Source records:
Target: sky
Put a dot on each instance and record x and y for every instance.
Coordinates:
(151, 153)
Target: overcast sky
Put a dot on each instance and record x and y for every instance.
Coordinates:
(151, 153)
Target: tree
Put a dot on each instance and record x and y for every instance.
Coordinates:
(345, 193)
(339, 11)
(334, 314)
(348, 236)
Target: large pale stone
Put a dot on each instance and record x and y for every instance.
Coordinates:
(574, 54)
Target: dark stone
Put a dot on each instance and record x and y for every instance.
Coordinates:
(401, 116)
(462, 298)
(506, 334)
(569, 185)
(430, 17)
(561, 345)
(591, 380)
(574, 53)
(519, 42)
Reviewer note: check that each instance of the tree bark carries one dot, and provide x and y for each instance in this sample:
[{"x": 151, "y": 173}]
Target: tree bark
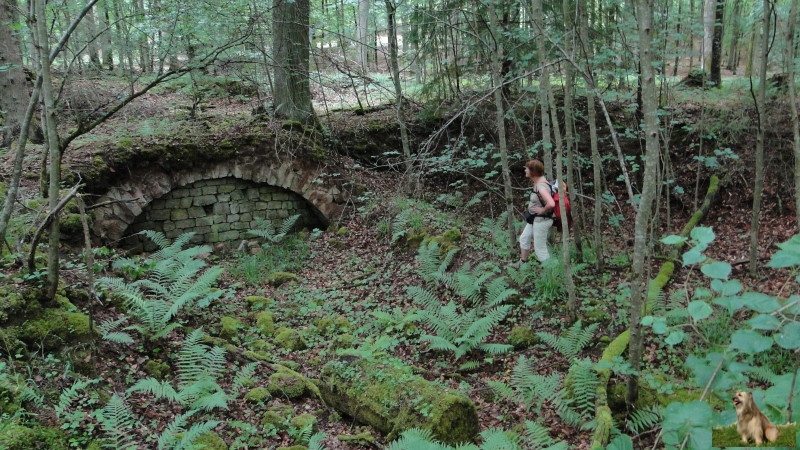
[
  {"x": 715, "y": 76},
  {"x": 544, "y": 87},
  {"x": 14, "y": 85},
  {"x": 760, "y": 101},
  {"x": 291, "y": 47},
  {"x": 53, "y": 146},
  {"x": 500, "y": 122},
  {"x": 793, "y": 100},
  {"x": 649, "y": 187},
  {"x": 591, "y": 115},
  {"x": 391, "y": 9}
]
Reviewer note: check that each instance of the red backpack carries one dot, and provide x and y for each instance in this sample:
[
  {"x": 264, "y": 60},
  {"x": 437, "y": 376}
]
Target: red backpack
[{"x": 557, "y": 199}]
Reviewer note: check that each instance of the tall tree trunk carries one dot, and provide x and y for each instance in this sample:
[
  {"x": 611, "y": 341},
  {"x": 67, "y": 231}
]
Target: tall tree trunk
[
  {"x": 500, "y": 116},
  {"x": 14, "y": 85},
  {"x": 53, "y": 146},
  {"x": 591, "y": 115},
  {"x": 291, "y": 48},
  {"x": 649, "y": 187},
  {"x": 760, "y": 101},
  {"x": 716, "y": 44},
  {"x": 362, "y": 32},
  {"x": 569, "y": 131},
  {"x": 391, "y": 9},
  {"x": 106, "y": 41},
  {"x": 791, "y": 70},
  {"x": 709, "y": 6},
  {"x": 544, "y": 86},
  {"x": 734, "y": 20}
]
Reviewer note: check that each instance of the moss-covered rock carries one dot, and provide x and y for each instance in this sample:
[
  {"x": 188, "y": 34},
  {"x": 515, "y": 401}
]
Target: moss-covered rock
[
  {"x": 277, "y": 416},
  {"x": 18, "y": 437},
  {"x": 280, "y": 278},
  {"x": 258, "y": 302},
  {"x": 229, "y": 328},
  {"x": 344, "y": 340},
  {"x": 522, "y": 337},
  {"x": 288, "y": 384},
  {"x": 290, "y": 339},
  {"x": 363, "y": 439},
  {"x": 257, "y": 395},
  {"x": 303, "y": 422},
  {"x": 390, "y": 397},
  {"x": 157, "y": 369},
  {"x": 56, "y": 327},
  {"x": 265, "y": 321},
  {"x": 210, "y": 441}
]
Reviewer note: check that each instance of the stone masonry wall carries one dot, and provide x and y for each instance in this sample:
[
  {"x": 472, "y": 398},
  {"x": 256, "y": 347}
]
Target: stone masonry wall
[{"x": 218, "y": 210}]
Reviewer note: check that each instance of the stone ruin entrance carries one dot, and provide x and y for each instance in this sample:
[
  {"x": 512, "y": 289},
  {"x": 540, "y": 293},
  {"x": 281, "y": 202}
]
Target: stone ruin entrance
[{"x": 218, "y": 210}]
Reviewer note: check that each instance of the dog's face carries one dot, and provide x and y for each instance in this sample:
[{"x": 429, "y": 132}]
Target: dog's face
[{"x": 742, "y": 401}]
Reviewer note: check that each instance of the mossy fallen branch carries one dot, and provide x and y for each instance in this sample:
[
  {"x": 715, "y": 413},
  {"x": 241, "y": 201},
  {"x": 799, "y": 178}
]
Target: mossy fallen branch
[
  {"x": 618, "y": 345},
  {"x": 391, "y": 398}
]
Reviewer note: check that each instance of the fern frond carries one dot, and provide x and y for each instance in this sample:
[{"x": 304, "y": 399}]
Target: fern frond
[
  {"x": 117, "y": 421},
  {"x": 582, "y": 385},
  {"x": 70, "y": 394},
  {"x": 644, "y": 419},
  {"x": 315, "y": 442},
  {"x": 537, "y": 435}
]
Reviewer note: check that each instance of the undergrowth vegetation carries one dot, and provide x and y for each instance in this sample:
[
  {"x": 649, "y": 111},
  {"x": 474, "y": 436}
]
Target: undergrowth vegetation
[{"x": 212, "y": 351}]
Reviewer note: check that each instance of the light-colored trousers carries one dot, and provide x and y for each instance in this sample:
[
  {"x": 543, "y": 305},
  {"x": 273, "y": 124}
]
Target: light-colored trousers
[{"x": 536, "y": 233}]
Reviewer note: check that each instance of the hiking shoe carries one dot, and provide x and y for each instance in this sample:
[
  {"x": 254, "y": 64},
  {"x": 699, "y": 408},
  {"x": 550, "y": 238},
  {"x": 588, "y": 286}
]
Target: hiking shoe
[{"x": 517, "y": 264}]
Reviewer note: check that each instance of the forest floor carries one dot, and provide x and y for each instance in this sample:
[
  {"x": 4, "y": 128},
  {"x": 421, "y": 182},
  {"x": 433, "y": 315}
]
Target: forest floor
[{"x": 355, "y": 268}]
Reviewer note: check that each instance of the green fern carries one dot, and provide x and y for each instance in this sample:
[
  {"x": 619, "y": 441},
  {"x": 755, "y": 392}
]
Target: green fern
[
  {"x": 266, "y": 230},
  {"x": 572, "y": 341},
  {"x": 644, "y": 419},
  {"x": 536, "y": 390},
  {"x": 199, "y": 367},
  {"x": 581, "y": 385},
  {"x": 174, "y": 280},
  {"x": 117, "y": 422}
]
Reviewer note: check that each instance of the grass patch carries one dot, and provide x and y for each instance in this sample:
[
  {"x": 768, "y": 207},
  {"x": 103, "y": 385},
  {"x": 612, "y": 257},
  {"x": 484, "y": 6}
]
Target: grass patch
[{"x": 729, "y": 437}]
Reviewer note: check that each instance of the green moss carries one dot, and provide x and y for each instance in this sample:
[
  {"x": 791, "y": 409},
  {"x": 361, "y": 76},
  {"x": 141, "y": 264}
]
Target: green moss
[
  {"x": 230, "y": 328},
  {"x": 302, "y": 422},
  {"x": 390, "y": 397},
  {"x": 156, "y": 368},
  {"x": 258, "y": 301},
  {"x": 258, "y": 395},
  {"x": 290, "y": 339},
  {"x": 55, "y": 328},
  {"x": 343, "y": 341},
  {"x": 210, "y": 441},
  {"x": 265, "y": 323},
  {"x": 280, "y": 278},
  {"x": 362, "y": 439},
  {"x": 522, "y": 337},
  {"x": 288, "y": 385},
  {"x": 277, "y": 416},
  {"x": 18, "y": 437}
]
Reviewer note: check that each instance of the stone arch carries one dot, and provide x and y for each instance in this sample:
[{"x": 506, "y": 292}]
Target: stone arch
[{"x": 119, "y": 207}]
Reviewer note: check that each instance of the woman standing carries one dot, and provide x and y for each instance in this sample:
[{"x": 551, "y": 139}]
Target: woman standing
[{"x": 541, "y": 204}]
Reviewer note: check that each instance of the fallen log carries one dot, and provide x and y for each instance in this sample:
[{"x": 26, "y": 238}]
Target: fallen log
[
  {"x": 391, "y": 398},
  {"x": 602, "y": 411}
]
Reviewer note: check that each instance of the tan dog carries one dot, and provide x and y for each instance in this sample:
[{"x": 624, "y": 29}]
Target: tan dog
[{"x": 752, "y": 422}]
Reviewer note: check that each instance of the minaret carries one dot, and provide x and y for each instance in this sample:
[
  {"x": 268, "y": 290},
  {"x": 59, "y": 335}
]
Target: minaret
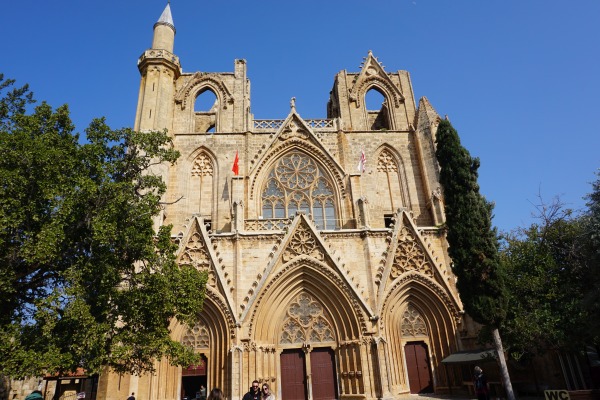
[{"x": 159, "y": 68}]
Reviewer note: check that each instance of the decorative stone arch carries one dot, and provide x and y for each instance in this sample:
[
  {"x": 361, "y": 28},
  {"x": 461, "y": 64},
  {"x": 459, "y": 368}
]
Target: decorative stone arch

The problem: All lines of the entries above where "decorative" turns up should be reported.

Result for this task:
Reviewer note: check that each instance of the decorative stone arch carries one dot, and provide x and y for each instance in this sample:
Target: decorative stone arch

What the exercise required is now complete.